*Brief a*. In the Imbolc newsletter passage, which three things is Brigit named as the Celtic goddess of?

##########

Feast of Flames
I love Imbolc. Candles, fire, the days getting longer, knowing that
the cold will give way to the warmth of the sun. And Brigit, Celtic
goddess of smithcraft, healing, and poetry. When She visits us during
our ritual, its like greeting an old friend. Her presence has always
felt, oh, how do I say this, I guess informal is a good word. When
I feel Hecate or other goddesses near, it seems like I should bow
and be very formal. But with Brigit a hug seems more right. Maybe
it is because She has appeared to me many times, and maybe its because
She is the one we work with in our candle business. Whatever the reason,
I am looking forward to Her visit on this night.
Speaking of old friends coming to call, in the last section of this
newsletter is an Imbolc Soup recipe and a quick note from Storm. She
is a good friend of mine and the one who made me an official high priestess.

##########

*Brief b*. Render the listing below as a JSON list of strings, one string per line, leaving out blank lines. Begin at the line containing "Return one point for each instance of the polished" and continue through the final line of the listing.

##########

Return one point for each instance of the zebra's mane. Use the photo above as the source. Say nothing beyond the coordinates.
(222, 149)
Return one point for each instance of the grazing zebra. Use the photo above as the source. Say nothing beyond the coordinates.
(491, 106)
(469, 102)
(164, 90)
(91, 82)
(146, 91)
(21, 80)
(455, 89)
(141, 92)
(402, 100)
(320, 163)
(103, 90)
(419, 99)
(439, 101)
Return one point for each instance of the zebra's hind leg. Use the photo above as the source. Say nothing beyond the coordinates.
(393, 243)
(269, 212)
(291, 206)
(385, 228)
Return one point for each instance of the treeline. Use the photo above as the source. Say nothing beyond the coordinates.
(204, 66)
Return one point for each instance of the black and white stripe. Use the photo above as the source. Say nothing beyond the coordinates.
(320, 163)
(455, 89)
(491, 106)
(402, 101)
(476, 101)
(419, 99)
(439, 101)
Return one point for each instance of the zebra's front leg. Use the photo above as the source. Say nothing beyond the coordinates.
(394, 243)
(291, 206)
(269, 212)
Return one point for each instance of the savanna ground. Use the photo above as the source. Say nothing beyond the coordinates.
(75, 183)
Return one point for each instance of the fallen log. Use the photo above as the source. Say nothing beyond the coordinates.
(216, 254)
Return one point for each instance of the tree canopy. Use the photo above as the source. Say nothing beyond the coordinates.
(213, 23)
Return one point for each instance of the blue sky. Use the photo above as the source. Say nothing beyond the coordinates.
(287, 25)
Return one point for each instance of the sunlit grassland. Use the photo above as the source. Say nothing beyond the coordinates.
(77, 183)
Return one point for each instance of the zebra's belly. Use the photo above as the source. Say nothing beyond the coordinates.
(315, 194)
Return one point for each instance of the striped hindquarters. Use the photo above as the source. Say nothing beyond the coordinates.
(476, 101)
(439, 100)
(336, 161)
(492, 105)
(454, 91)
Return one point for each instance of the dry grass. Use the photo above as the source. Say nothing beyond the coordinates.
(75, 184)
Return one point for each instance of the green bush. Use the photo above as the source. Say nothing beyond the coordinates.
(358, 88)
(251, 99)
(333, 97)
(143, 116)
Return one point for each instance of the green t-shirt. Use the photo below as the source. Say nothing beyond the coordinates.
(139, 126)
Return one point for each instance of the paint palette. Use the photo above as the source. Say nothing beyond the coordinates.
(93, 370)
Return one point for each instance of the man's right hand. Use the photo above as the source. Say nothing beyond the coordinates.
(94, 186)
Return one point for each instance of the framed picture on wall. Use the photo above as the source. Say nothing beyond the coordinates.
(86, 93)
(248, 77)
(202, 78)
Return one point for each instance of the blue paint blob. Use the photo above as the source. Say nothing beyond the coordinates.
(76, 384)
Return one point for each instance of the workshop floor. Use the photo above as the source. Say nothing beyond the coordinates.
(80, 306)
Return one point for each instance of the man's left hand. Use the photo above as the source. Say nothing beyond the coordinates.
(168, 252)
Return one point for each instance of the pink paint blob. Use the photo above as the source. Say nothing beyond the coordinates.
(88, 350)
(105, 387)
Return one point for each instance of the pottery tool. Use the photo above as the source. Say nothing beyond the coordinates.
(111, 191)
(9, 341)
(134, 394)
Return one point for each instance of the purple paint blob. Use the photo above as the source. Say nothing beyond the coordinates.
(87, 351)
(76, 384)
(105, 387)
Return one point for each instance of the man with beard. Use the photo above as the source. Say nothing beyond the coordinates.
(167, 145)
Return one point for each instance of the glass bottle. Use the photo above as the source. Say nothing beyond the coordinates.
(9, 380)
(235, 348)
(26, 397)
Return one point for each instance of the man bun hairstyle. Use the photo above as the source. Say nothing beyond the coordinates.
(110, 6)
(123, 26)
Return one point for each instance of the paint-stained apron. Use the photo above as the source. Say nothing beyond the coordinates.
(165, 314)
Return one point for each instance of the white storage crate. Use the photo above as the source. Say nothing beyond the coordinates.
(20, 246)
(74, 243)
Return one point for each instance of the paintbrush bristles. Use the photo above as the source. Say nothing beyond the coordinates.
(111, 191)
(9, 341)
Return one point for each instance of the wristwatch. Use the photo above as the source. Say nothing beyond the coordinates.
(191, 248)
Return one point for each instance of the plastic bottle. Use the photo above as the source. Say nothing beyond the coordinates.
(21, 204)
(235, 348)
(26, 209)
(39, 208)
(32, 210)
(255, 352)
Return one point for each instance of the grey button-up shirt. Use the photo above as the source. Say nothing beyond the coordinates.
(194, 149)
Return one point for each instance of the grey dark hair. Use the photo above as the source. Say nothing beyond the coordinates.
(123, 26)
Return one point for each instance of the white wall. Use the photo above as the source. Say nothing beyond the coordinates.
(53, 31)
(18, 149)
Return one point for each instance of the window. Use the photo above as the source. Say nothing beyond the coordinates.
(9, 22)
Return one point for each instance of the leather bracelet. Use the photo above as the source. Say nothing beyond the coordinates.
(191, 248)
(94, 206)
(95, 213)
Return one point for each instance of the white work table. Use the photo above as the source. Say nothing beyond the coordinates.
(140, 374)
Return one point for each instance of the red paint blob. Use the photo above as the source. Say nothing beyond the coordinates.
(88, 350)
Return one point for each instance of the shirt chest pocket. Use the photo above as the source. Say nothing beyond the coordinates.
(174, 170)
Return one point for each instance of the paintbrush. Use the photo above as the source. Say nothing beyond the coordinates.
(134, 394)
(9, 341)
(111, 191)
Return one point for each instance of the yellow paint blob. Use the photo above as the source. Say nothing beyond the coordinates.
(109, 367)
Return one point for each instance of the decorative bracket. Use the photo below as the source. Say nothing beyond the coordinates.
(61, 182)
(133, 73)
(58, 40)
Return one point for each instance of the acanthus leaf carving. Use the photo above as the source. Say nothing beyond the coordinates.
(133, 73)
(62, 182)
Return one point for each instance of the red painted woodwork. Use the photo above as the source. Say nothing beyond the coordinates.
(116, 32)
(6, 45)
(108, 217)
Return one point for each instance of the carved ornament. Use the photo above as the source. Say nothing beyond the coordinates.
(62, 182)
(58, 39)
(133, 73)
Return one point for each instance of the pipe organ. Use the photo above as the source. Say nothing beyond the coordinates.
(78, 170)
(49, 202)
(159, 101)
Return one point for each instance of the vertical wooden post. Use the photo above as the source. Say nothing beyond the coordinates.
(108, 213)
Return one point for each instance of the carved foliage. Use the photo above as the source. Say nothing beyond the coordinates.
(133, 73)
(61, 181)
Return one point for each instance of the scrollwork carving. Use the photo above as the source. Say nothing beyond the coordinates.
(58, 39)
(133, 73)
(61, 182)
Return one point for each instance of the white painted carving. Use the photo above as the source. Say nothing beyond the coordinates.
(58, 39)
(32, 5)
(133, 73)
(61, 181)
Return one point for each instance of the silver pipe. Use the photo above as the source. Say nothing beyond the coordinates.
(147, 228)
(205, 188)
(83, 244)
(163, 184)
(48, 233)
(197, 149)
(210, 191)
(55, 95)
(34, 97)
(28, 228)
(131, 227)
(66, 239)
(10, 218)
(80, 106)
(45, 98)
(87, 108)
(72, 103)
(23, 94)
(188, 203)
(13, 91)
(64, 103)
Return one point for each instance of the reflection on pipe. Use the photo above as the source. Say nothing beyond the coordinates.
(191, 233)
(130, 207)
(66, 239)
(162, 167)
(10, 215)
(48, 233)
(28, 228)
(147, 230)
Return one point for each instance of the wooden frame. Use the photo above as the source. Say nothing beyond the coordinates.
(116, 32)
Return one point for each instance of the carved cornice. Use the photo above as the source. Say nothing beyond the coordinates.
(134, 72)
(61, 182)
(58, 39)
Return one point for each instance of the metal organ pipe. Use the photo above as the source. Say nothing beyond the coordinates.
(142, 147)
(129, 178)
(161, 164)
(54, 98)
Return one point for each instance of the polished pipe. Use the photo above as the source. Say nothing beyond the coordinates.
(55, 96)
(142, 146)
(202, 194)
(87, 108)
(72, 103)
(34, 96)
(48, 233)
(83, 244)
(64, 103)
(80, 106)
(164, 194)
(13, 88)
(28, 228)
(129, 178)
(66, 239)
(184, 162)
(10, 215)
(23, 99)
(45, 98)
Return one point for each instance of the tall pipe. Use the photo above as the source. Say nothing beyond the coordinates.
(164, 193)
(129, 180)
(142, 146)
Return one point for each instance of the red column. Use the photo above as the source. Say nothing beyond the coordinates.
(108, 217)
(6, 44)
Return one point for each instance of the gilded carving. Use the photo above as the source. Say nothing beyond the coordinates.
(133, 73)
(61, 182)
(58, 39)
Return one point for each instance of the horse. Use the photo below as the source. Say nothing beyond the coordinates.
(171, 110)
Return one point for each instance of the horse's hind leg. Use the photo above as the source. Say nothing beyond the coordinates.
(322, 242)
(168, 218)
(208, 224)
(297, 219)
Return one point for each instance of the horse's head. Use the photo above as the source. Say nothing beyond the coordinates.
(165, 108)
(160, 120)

##########

*Task output a*. Smithcraft, healing, and poetry.

*Task output b*.
[
  "Return one point for each instance of the polished pipe. Use the photo above as the source. Say nothing beyond the coordinates.",
  "(55, 96)",
  "(142, 146)",
  "(202, 194)",
  "(87, 108)",
  "(72, 103)",
  "(34, 96)",
  "(48, 233)",
  "(83, 244)",
  "(64, 103)",
  "(80, 106)",
  "(164, 194)",
  "(13, 88)",
  "(28, 228)",
  "(129, 178)",
  "(66, 239)",
  "(184, 162)",
  "(10, 215)",
  "(23, 99)",
  "(45, 98)",
  "Return one point for each instance of the tall pipe. Use the photo above as the source. Say nothing beyond the coordinates.",
  "(164, 193)",
  "(129, 180)",
  "(142, 146)",
  "Return one point for each instance of the red column. Use the photo above as the source. Say nothing beyond the coordinates.",
  "(108, 217)",
  "(6, 44)",
  "Return one point for each instance of the gilded carving. Use the photo above as the source. Say nothing beyond the coordinates.",
  "(133, 73)",
  "(61, 182)",
  "(58, 39)",
  "Return one point for each instance of the horse. Use the photo below as the source. Say nothing beyond the coordinates.",
  "(171, 110)",
  "Return one point for each instance of the horse's hind leg. Use the photo above as the source. Say nothing beyond the coordinates.",
  "(322, 242)",
  "(168, 218)",
  "(208, 224)",
  "(297, 219)",
  "Return one point for each instance of the horse's head. Use the photo above as the source. Say nothing beyond the coordinates.",
  "(165, 108)",
  "(160, 120)"
]